YOUR INSTRUCTIONS: Please copy the last part of the entries exactly: the line that has "green parrot, a" and every line up to and including the end, nothing more.

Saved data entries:
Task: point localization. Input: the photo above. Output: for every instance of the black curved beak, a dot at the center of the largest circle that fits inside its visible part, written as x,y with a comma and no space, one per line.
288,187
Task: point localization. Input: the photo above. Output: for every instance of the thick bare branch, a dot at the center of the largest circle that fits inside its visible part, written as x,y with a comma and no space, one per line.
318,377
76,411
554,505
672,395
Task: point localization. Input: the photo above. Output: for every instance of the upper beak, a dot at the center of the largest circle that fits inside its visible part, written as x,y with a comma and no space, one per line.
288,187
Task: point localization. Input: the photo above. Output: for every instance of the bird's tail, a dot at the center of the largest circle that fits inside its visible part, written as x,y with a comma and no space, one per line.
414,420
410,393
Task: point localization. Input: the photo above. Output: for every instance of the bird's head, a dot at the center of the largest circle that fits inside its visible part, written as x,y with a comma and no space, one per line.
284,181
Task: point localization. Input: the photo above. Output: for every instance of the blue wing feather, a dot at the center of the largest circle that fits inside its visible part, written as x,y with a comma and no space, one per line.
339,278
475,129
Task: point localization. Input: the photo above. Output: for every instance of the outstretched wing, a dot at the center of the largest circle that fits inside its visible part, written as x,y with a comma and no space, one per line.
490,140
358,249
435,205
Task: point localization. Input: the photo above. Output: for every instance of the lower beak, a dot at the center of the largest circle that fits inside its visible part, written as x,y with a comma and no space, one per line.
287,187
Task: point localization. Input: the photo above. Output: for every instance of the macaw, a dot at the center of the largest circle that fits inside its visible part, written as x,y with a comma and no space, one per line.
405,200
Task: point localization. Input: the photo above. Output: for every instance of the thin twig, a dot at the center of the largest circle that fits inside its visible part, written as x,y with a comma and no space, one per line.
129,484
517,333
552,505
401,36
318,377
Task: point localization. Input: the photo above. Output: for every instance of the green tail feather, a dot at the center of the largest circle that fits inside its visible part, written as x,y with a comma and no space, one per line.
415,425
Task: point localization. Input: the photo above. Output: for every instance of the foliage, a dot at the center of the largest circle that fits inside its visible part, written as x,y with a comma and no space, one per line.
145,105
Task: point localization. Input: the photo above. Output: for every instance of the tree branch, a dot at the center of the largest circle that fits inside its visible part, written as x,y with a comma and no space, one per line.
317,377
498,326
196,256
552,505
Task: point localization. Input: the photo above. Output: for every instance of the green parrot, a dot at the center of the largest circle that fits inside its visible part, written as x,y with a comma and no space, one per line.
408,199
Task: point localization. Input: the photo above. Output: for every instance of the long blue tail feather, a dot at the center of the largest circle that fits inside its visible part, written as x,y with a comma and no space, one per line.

RESPONSE AREA:
Task: point localization. Input: the photo above. Output: for every instance of the green parrot, a dot at the center of the largest circle that fits inside its visible part, written as x,y with a comma and no space, one per line.
408,199
Task: point localization. Input: the photo above. Output: for every instance of the long blue tail feather, a dot at the center of the largest circle that fits inside its visible part, written as x,y with a comma and no space, one per line.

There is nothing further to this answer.